# The problem:
Print every line of the records below word for word, and leave out the pictures.

# Information supplied:
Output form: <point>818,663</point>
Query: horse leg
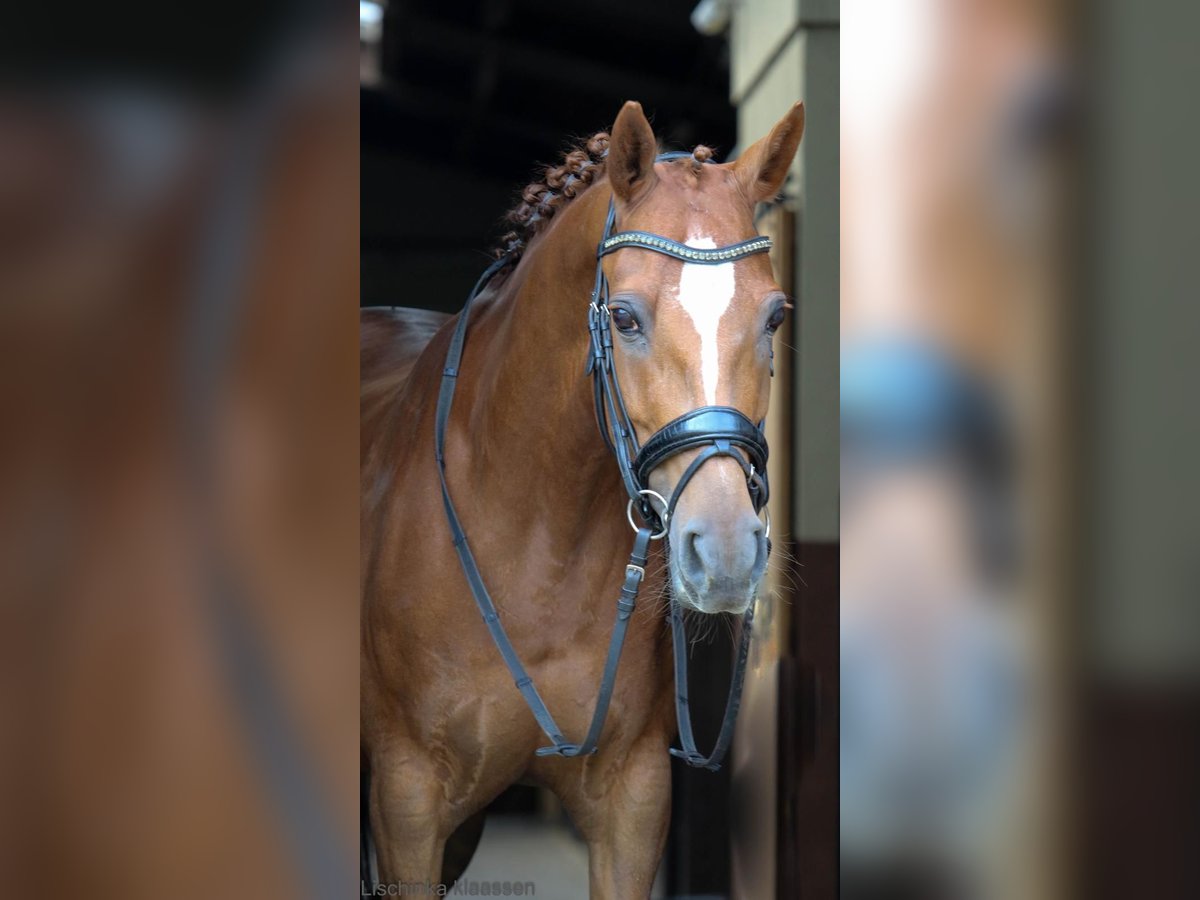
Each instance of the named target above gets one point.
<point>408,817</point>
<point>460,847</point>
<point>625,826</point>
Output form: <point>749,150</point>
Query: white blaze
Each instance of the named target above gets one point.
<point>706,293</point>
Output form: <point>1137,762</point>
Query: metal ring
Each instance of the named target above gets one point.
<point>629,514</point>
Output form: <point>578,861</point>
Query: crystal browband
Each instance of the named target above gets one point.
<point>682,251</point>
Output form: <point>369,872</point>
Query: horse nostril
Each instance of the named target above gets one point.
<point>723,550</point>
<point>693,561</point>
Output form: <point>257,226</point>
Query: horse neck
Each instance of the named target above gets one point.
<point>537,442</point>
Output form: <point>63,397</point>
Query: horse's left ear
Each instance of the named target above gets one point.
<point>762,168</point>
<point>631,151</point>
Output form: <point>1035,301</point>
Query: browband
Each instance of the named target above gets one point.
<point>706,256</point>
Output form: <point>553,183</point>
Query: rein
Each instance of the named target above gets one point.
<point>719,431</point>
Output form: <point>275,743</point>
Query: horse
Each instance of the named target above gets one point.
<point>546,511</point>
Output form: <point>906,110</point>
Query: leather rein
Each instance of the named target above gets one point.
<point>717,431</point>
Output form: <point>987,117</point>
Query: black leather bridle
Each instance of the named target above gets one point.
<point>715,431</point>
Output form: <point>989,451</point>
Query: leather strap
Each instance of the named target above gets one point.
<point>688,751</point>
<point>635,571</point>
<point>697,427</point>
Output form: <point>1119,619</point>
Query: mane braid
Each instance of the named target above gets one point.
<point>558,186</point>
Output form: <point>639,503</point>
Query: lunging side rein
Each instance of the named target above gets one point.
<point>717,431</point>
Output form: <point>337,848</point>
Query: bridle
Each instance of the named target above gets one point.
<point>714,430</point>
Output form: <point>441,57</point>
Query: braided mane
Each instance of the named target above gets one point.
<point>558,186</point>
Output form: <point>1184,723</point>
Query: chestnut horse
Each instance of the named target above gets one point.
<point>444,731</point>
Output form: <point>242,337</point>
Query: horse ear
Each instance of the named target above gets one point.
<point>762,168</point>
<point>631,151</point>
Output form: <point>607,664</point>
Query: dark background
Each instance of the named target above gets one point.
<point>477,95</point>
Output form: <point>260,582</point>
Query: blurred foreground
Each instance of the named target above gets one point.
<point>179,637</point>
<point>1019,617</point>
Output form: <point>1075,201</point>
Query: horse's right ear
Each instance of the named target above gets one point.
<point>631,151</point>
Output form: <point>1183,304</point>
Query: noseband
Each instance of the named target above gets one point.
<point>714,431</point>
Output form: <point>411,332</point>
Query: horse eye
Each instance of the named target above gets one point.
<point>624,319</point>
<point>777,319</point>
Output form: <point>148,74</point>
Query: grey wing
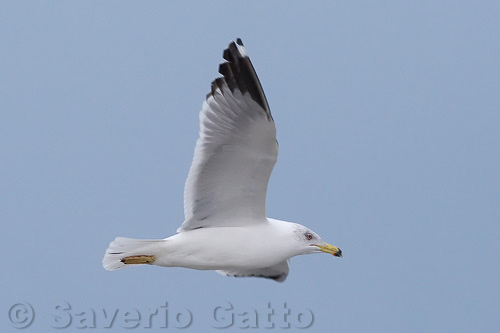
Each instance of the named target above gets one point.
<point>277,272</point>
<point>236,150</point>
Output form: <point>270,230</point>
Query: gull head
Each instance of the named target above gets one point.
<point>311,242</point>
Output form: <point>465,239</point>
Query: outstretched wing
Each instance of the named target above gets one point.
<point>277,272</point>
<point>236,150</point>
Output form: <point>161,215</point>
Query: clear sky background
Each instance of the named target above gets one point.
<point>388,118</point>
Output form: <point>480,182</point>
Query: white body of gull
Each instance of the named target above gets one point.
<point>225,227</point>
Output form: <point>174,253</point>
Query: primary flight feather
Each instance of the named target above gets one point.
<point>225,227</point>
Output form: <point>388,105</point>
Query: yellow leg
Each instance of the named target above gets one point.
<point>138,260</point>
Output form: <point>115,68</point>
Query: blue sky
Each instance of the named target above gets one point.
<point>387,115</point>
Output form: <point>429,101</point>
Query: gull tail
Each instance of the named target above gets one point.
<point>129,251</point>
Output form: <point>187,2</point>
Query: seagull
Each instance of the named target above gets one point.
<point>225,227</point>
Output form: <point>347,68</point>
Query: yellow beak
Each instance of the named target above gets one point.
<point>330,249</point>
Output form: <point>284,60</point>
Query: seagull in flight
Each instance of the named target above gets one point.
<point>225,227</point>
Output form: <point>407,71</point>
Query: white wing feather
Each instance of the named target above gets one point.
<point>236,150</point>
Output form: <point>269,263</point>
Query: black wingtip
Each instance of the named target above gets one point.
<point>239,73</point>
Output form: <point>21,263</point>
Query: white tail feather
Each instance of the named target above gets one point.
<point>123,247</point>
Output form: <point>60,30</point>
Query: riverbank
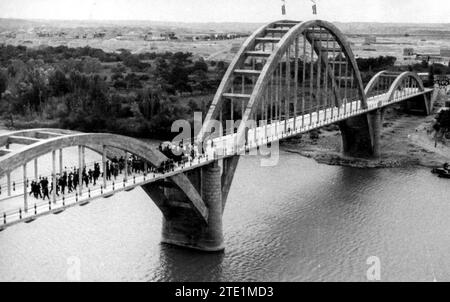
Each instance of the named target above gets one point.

# Answer for the task:
Output form: <point>818,663</point>
Query: horse leg
Each instance of the named target above gets one point.
<point>408,817</point>
<point>460,847</point>
<point>625,826</point>
Output form: <point>749,150</point>
Query: white blaze
Each instance of the named target above gets one point.
<point>706,293</point>
Output form: <point>1137,762</point>
Query: metal ring
Each instance of the named target above gets one point.
<point>629,514</point>
Output form: <point>578,861</point>
Query: crystal browband
Each instance of the named target above gets one point.
<point>682,251</point>
Output form: <point>369,872</point>
Query: horse nostril
Each instance of the named target above gets one point.
<point>723,550</point>
<point>693,561</point>
Output form: <point>257,226</point>
Query: horse neck
Each instance of the named target above gets one point.
<point>537,442</point>
Output form: <point>63,397</point>
Query: horse's left ear
Each instance of the named target above gets one point.
<point>762,168</point>
<point>631,151</point>
Output form: <point>1035,301</point>
Query: browband
Each instance of the named target above gets one point.
<point>706,256</point>
Output form: <point>553,183</point>
Query: rein
Each instance of the named target above gets one point.
<point>719,431</point>
Output form: <point>275,743</point>
Query: horse
Each instance of the named target above gets one point.
<point>546,511</point>
Output form: <point>906,110</point>
Query: leather rein
Each instance of the named target above gets one point.
<point>717,431</point>
Output form: <point>987,117</point>
Query: black leather bridle
Each instance of the named target above gets one point.
<point>715,431</point>
Output form: <point>989,451</point>
Query: leather strap
Each instance of the named target above gets one point.
<point>688,751</point>
<point>635,571</point>
<point>697,427</point>
Output form: <point>1119,619</point>
Query: mane braid
Each instance of the named target above gets one point.
<point>558,186</point>
Output form: <point>639,503</point>
Query: lunging side rein
Each instance of the named target above gets one point.
<point>717,431</point>
Output form: <point>337,848</point>
Query: bridle
Each instance of the named target above gets one point.
<point>714,430</point>
Output form: <point>441,57</point>
Query: braided mane
Each instance of the named target above gets one point.
<point>558,186</point>
Output form: <point>1184,723</point>
Query: chestnut horse
Each instance of the named target above gets one point.
<point>444,731</point>
Output form: <point>242,337</point>
Query: horse ear
Each instance of the named target above gets one point.
<point>762,168</point>
<point>631,151</point>
Output form: <point>607,664</point>
Query: dark background
Each instance of the named target above gets one point.
<point>477,95</point>
Output form: <point>260,582</point>
Query: blurred foreground
Each instance of the named target above gets one point.
<point>179,637</point>
<point>1019,617</point>
Output form: <point>1075,201</point>
Query: horse's right ear
Each instance of the named target above gets one point.
<point>631,151</point>
Output form: <point>1183,304</point>
Query: noseband
Each instance of the named target above gets one point.
<point>714,431</point>
Output form: <point>411,332</point>
Query: horse eye
Each instance of the named target above gets one point.
<point>624,319</point>
<point>777,319</point>
Output form: <point>148,74</point>
Query: grey wing
Each instance of the named target above gets one point.
<point>277,272</point>
<point>236,150</point>
Output form: <point>270,230</point>
Query: gull head
Each instance of the named target above gets one point.
<point>311,242</point>
Output form: <point>465,239</point>
Query: outstretched wing
Each instance of the named target above gets one point.
<point>277,272</point>
<point>236,150</point>
Output form: <point>161,215</point>
Query: clear sky background
Each instance of the named target above gets one point.
<point>388,118</point>
Output form: <point>480,182</point>
Query: white body of gull
Each instance of the named target above gets one point.
<point>225,227</point>
Output form: <point>174,253</point>
Query: primary flight feather
Each instance of the named target above gets one point.
<point>225,227</point>
Output form: <point>388,105</point>
Query: yellow leg
Each instance of the named target above gets one point.
<point>138,260</point>
Output form: <point>115,68</point>
Query: blue sky
Each instance of the named target above gets one point.
<point>387,115</point>
Output form: <point>429,101</point>
Query: gull tail
Each instance of the named target above gets one point.
<point>129,251</point>
Output form: <point>187,2</point>
Query: seagull
Each instance of the named target above gets one point.
<point>225,227</point>
Output form: <point>347,68</point>
Query: yellow beak
Each instance of the named target above gets one point.
<point>330,249</point>
Output form: <point>284,60</point>
Query: seagull in flight
Each instance of the named target above gets one point.
<point>225,227</point>
Output form: <point>407,71</point>
Query: white wing feather
Each instance of the named target above gets one point.
<point>236,150</point>
Output form: <point>269,263</point>
Query: black wingtip
Each instance of the named target above gets one point.
<point>239,73</point>
Output form: <point>21,263</point>
Query: white tail feather
Each instance of the named target above gets one point.
<point>123,247</point>
Output form: <point>60,30</point>
Query: riverbank
Each instance of the named target above gets one point.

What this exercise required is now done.